## BEGIN

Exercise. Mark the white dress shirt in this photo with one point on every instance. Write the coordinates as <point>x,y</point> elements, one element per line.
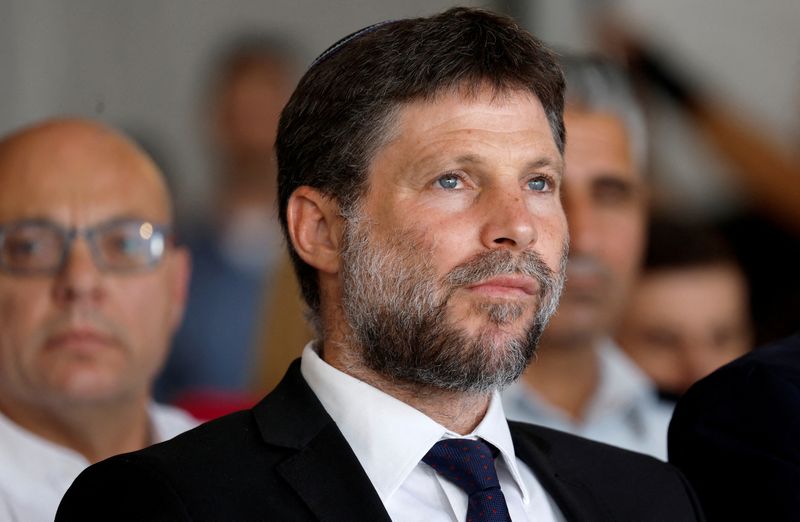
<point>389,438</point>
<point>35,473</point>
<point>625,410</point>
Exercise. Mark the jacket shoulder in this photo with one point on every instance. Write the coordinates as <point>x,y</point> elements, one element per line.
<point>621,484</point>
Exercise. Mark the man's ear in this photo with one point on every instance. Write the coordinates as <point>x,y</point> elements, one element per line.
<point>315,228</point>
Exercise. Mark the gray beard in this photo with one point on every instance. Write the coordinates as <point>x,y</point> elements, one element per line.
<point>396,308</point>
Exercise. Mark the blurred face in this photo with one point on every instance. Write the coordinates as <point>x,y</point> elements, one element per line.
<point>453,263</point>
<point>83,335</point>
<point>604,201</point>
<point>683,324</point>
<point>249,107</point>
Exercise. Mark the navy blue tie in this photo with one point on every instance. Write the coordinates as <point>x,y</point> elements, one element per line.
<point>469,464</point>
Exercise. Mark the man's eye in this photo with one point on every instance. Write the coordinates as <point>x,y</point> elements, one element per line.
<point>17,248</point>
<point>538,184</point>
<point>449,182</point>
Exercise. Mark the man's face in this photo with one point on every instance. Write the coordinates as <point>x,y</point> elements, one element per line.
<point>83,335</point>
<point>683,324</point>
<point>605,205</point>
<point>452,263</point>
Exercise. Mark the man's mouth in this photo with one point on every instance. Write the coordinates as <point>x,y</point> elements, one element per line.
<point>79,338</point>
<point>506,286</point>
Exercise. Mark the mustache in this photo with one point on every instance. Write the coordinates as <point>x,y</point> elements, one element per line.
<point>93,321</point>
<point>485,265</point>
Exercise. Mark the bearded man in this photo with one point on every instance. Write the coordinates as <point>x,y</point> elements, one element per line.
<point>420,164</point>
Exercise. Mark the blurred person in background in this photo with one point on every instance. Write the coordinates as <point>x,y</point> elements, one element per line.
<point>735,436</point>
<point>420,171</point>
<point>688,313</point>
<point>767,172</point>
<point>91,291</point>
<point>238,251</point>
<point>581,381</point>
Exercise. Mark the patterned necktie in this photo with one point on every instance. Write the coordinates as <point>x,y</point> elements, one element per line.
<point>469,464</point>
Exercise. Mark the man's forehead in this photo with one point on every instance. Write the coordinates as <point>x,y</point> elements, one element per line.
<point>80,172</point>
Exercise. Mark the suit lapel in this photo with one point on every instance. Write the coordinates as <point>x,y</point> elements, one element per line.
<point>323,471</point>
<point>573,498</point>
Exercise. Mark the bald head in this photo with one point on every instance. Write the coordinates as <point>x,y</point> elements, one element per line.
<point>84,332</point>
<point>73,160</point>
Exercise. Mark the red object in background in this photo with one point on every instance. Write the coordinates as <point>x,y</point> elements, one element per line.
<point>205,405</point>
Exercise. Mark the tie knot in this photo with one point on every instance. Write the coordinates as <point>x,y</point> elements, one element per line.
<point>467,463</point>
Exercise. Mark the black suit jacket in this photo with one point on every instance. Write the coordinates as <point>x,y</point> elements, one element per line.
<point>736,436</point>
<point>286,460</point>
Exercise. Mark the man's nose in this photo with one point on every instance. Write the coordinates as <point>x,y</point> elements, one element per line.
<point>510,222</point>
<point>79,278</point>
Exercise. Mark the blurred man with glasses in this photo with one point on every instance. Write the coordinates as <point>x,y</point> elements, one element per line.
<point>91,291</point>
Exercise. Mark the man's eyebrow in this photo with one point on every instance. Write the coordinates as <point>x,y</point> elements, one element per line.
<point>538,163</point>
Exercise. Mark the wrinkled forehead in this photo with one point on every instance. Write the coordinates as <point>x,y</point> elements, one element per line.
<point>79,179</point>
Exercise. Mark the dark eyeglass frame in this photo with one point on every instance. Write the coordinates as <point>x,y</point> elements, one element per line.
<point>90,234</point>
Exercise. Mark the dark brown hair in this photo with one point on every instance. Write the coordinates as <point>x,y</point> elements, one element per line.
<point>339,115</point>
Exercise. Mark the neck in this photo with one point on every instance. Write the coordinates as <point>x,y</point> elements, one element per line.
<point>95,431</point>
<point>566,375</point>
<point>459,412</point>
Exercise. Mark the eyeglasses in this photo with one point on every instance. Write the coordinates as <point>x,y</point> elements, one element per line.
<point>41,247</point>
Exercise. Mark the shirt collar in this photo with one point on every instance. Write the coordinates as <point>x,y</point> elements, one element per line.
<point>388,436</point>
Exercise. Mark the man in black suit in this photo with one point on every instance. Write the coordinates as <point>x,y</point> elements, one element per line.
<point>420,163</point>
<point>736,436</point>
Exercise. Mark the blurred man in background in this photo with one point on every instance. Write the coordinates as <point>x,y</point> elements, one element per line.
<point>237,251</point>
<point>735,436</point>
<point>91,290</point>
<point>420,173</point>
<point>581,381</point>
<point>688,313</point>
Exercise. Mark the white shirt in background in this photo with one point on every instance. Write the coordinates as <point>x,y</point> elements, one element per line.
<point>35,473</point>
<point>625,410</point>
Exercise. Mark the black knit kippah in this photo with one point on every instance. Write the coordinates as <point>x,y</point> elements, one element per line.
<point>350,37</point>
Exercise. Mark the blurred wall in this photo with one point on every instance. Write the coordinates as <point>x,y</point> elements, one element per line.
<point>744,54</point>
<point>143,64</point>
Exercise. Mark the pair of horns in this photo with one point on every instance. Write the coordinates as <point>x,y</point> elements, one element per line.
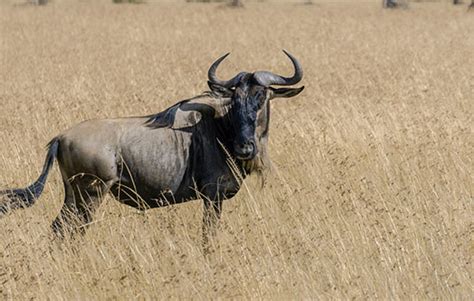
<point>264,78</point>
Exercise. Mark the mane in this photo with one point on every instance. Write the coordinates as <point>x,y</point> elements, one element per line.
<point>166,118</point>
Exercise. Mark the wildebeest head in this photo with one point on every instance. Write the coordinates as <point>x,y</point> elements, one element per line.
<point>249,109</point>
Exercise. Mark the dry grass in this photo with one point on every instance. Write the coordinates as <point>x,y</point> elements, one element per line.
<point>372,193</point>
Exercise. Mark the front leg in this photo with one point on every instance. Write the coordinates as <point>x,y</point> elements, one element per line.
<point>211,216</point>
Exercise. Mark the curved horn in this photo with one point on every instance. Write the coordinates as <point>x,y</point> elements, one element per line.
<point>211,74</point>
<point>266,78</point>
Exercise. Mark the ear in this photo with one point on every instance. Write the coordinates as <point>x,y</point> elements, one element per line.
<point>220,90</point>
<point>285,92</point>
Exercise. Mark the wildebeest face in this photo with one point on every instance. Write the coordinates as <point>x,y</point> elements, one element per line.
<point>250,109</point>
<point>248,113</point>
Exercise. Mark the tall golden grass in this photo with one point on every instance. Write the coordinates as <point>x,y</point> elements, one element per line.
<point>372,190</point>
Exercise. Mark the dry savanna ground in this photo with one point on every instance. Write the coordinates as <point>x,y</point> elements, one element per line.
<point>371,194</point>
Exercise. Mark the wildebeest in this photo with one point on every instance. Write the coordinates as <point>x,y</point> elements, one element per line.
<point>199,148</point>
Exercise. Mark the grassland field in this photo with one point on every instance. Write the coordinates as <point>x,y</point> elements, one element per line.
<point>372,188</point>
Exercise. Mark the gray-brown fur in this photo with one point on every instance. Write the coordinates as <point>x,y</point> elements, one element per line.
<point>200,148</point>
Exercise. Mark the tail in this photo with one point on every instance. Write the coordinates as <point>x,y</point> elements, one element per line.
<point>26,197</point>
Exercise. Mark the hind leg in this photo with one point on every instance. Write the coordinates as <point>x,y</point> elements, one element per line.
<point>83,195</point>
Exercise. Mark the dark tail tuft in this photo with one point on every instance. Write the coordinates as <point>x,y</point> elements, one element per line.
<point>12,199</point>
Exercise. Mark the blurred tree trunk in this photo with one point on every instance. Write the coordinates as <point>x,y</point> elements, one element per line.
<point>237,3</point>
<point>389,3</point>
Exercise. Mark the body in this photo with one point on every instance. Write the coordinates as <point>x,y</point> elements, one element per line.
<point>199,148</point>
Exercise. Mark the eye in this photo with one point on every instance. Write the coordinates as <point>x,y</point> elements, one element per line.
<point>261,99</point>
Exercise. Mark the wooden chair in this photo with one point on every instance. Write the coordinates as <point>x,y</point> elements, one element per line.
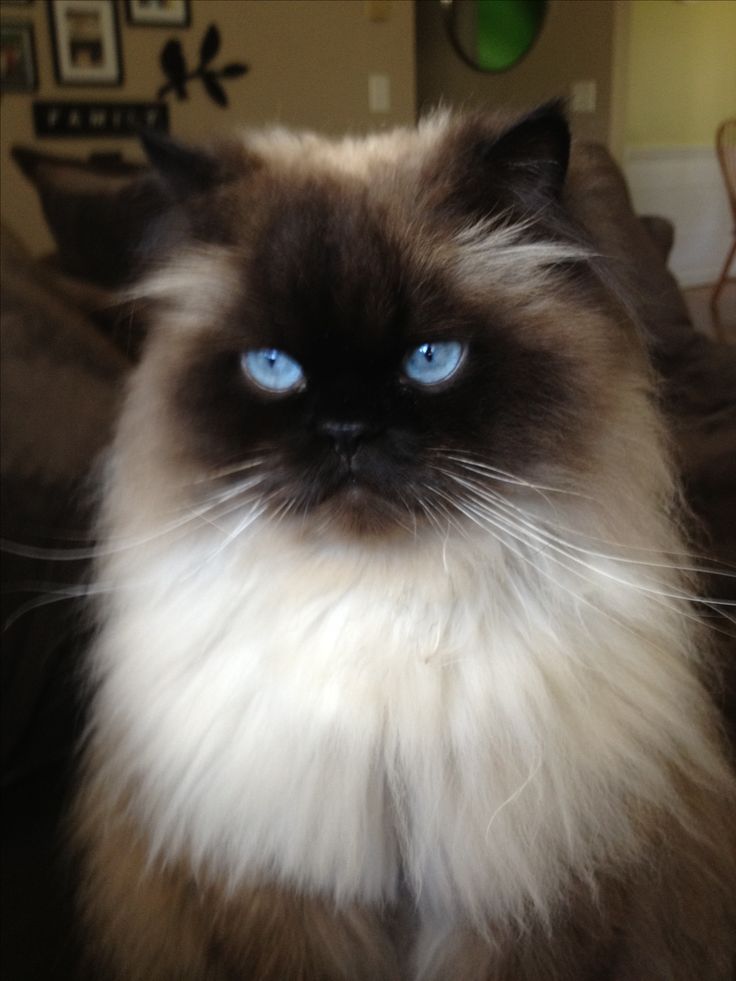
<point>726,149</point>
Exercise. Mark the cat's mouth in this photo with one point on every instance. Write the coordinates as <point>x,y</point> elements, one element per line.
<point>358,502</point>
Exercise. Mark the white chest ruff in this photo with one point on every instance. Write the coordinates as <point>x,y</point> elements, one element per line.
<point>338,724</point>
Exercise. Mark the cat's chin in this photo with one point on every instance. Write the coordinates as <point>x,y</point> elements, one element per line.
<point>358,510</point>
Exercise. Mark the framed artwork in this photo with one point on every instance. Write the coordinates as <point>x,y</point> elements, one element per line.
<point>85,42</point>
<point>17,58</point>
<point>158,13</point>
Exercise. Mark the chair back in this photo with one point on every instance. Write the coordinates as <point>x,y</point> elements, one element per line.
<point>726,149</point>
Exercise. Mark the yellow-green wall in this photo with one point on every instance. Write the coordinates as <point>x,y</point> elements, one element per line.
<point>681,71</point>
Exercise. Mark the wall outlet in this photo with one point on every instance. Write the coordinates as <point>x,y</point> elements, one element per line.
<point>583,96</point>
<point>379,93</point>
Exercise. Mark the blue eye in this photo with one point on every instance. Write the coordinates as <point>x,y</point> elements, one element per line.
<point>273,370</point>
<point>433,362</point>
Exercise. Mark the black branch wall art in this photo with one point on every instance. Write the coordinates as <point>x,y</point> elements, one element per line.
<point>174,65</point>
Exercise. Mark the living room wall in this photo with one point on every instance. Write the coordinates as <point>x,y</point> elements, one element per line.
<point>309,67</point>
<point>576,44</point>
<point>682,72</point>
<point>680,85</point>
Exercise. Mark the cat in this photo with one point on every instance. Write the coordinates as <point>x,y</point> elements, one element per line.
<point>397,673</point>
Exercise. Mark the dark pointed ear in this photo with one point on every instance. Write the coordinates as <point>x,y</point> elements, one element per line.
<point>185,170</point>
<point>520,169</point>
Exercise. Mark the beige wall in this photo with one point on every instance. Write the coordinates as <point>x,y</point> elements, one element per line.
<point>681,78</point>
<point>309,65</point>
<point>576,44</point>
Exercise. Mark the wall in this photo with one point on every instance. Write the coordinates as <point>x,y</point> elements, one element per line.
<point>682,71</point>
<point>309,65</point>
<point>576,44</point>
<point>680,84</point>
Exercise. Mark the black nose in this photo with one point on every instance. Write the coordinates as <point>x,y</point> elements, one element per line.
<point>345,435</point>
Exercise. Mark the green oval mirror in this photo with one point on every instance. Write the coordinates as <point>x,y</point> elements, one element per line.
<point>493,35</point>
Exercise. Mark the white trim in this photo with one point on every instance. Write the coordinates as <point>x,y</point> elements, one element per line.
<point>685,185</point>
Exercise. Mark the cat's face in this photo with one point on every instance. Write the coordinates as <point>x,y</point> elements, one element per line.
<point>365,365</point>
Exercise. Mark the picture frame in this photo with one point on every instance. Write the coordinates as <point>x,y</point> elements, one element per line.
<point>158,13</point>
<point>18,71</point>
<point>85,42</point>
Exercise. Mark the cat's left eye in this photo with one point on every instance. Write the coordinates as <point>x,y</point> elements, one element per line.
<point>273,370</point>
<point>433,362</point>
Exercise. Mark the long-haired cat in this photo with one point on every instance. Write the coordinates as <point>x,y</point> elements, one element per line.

## END

What needs to be done: From the line holding "Exercise. Mark the green" to the last line of the records, quote each line exactly and add nothing.

Output below:
Exercise. Mark the green oval mirror in this photo with one point on every instance. Write the coordinates as <point>x,y</point> elements, one element per line.
<point>493,35</point>
Exercise. Mark the white trim in this photo with one point on every instance. Write the coordinates as <point>x,y</point> elements, one element per line.
<point>685,185</point>
Exercise. Mark the cat's face in this photo with one point on every instance. Write the coordinates as <point>x,y</point> elements, one element per line.
<point>365,365</point>
Exercise. Mark the picture frame in this photo with one point on every instance. Write the coordinates as <point>x,y</point> elements, one element per line.
<point>158,13</point>
<point>18,71</point>
<point>85,42</point>
Exercise. Mark the cat's left eye in this photo with one point on every instance. Write the coordinates as <point>x,y</point> elements, one element per line.
<point>273,370</point>
<point>433,362</point>
Exercise. Mark the long-haired cat in this photo with one point on every instance. Write the coordinates as <point>x,y</point> elements, one element per line.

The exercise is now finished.